Please answer these questions using the text on CT findings in mycobacterial lung infection:
(a) Which lung segments does reactivation tuberculosis tend to involve predominantly?
(b) Which organism typically produces the nonclassical nontuberculous mycobacterial infection?
(c) What name has been given to this phenomenon in its typical patients?

**Text section**
▽

The term "tree-in-bud" is commonly associated with endobronchial spread of M tuberculosis , though this pattern is not pathognomonic for tuberculosis. The "tree-in-bud" appearance is characteristic of active and likely contagious tuberculosis, especially when associated with adjacent cavitary nodules in the lungs (figure 9). The presence of multiple cavitary lesions on CT in the absence of the "tree-in-bud" pattern, however, makes the diagnosis of active and potentially contagious tuberculosis much less likely. In addition to the "tree-in-bud" pattern, CT findings that can be seen with tuberculosis include air space consolidation, cavitation, small, well-defined nodules indicative of miliary or hematogenous spread of infection, pleural effusion, and lymph node enlargement with central necrosis. Reactivation tuberculosis has a propensity for predominantly involving the posterior segments of the upper lobes and the superior segments of the lower lobes. Histologically, the terminal tufts of the "tree-in-bud" pattern represent lesions in the bronchioles and alveolar ducts, whereas the stalk represents a lesion affecting the last-order bronchus in the secondary pulmonary lobule. ⁸

Non-tuberculous mycobacterial infections can appear similar to tuberculosis, or can manifest in a "nonclassical" way on CT. This nonclassical nontuberculous mycobacterial infection is typically produced by infection with Mycobacterium avium-intracellulare complex. ¹³ The typical patients are women in their 70s who lack predisposing conditions. This phenomenon has been termed the "Lady Windermere Syndrome." ¹⁴ It has been hypothesized that habitual voluntary suppression of cough may lead to the development of nonspecific inflammatory processes in poorly draining lung regions, upon which the mycobacterial organisms grafted. Computed tomography shows patchy bronchiectasis and other direct signs of bronchiolar disease, commonly in the middle lobe and lingula (figure 10).

△

**Text-to-region grounding data**
▽

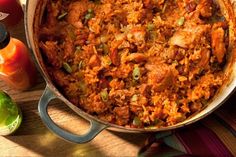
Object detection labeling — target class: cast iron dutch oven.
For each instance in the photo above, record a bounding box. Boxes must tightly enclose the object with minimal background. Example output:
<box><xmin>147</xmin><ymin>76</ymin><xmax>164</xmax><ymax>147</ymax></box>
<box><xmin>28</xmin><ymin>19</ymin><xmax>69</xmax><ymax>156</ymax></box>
<box><xmin>24</xmin><ymin>0</ymin><xmax>236</xmax><ymax>143</ymax></box>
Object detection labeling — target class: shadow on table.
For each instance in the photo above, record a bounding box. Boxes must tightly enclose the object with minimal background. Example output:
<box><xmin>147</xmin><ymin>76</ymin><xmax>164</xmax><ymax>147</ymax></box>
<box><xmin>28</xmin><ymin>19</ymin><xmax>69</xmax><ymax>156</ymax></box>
<box><xmin>2</xmin><ymin>101</ymin><xmax>104</xmax><ymax>156</ymax></box>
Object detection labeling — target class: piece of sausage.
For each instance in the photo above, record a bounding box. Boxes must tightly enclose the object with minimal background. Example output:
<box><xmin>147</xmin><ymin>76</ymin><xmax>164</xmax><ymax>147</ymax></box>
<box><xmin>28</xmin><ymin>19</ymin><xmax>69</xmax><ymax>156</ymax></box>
<box><xmin>145</xmin><ymin>64</ymin><xmax>173</xmax><ymax>91</ymax></box>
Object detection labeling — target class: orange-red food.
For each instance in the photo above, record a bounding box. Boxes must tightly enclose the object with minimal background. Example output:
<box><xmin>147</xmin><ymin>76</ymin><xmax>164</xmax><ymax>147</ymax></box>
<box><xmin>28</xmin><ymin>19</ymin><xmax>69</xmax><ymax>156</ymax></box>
<box><xmin>39</xmin><ymin>0</ymin><xmax>228</xmax><ymax>128</ymax></box>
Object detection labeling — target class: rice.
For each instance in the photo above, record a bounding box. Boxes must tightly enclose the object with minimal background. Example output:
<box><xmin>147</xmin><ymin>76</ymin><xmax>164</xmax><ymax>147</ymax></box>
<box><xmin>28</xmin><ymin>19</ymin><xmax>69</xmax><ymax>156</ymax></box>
<box><xmin>39</xmin><ymin>0</ymin><xmax>229</xmax><ymax>128</ymax></box>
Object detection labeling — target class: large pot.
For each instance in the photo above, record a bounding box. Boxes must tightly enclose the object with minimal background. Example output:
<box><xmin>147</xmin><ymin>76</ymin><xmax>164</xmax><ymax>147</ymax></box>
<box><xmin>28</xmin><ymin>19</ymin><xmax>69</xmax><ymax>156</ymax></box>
<box><xmin>24</xmin><ymin>0</ymin><xmax>236</xmax><ymax>143</ymax></box>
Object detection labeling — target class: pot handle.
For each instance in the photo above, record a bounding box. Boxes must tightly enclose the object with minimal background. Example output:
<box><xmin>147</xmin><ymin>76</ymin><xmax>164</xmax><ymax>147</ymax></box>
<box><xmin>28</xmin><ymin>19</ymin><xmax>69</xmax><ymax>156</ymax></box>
<box><xmin>38</xmin><ymin>86</ymin><xmax>107</xmax><ymax>143</ymax></box>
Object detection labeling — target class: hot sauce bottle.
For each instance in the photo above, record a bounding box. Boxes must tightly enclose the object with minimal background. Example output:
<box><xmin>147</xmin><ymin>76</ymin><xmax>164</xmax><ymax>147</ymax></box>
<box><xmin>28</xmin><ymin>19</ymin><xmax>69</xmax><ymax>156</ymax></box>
<box><xmin>0</xmin><ymin>0</ymin><xmax>23</xmax><ymax>27</ymax></box>
<box><xmin>0</xmin><ymin>23</ymin><xmax>37</xmax><ymax>90</ymax></box>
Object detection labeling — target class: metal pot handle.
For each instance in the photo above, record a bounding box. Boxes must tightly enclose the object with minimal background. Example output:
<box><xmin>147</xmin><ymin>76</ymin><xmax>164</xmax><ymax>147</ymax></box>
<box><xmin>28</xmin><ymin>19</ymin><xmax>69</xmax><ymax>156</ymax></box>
<box><xmin>38</xmin><ymin>86</ymin><xmax>107</xmax><ymax>143</ymax></box>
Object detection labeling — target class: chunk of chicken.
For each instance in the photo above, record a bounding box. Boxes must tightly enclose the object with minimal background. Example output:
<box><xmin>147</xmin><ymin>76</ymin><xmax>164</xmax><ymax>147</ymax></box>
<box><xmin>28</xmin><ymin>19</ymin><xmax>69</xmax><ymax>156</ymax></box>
<box><xmin>197</xmin><ymin>0</ymin><xmax>213</xmax><ymax>18</ymax></box>
<box><xmin>114</xmin><ymin>106</ymin><xmax>130</xmax><ymax>125</ymax></box>
<box><xmin>88</xmin><ymin>54</ymin><xmax>101</xmax><ymax>68</ymax></box>
<box><xmin>145</xmin><ymin>64</ymin><xmax>174</xmax><ymax>91</ymax></box>
<box><xmin>127</xmin><ymin>53</ymin><xmax>147</xmax><ymax>63</ymax></box>
<box><xmin>169</xmin><ymin>25</ymin><xmax>211</xmax><ymax>48</ymax></box>
<box><xmin>39</xmin><ymin>41</ymin><xmax>63</xmax><ymax>68</ymax></box>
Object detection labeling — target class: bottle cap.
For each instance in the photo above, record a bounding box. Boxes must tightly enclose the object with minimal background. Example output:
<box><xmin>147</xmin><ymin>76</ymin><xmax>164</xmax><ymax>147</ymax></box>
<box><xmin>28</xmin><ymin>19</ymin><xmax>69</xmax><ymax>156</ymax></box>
<box><xmin>0</xmin><ymin>23</ymin><xmax>10</xmax><ymax>49</ymax></box>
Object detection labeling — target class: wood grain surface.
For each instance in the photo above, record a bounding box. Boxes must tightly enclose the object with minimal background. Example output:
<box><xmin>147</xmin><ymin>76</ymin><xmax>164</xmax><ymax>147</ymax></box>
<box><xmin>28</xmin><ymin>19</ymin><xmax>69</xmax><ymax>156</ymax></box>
<box><xmin>0</xmin><ymin>21</ymin><xmax>150</xmax><ymax>157</ymax></box>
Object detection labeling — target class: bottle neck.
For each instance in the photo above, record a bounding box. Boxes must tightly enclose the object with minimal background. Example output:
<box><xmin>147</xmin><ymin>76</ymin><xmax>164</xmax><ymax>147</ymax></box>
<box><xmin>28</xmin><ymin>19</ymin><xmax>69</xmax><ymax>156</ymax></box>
<box><xmin>0</xmin><ymin>38</ymin><xmax>16</xmax><ymax>64</ymax></box>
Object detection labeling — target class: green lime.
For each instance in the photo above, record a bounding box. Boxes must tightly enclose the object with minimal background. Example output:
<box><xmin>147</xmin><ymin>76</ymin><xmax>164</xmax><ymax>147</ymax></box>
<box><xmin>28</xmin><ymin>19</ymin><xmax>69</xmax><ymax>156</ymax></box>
<box><xmin>0</xmin><ymin>91</ymin><xmax>22</xmax><ymax>135</ymax></box>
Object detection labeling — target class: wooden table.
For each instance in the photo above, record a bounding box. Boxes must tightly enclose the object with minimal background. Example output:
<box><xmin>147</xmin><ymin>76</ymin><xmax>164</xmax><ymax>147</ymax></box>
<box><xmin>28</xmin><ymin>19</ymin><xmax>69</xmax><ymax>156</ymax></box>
<box><xmin>0</xmin><ymin>21</ymin><xmax>149</xmax><ymax>157</ymax></box>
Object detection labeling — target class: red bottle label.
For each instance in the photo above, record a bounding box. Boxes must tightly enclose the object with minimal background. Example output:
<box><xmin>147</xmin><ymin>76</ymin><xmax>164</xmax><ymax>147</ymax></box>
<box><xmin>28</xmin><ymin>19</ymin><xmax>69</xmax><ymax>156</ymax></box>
<box><xmin>0</xmin><ymin>12</ymin><xmax>9</xmax><ymax>21</ymax></box>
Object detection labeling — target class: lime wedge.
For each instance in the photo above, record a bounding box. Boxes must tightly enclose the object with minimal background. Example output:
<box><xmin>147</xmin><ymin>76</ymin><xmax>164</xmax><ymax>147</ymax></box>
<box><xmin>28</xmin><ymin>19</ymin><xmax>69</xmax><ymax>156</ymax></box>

△

**Answer for this exercise**
(a) The posterior segments of the upper lobes and the superior segments of the lower lobes.
(b) Mycobacterium avium-intracellulare complex.
(c) The "Lady Windermere Syndrome."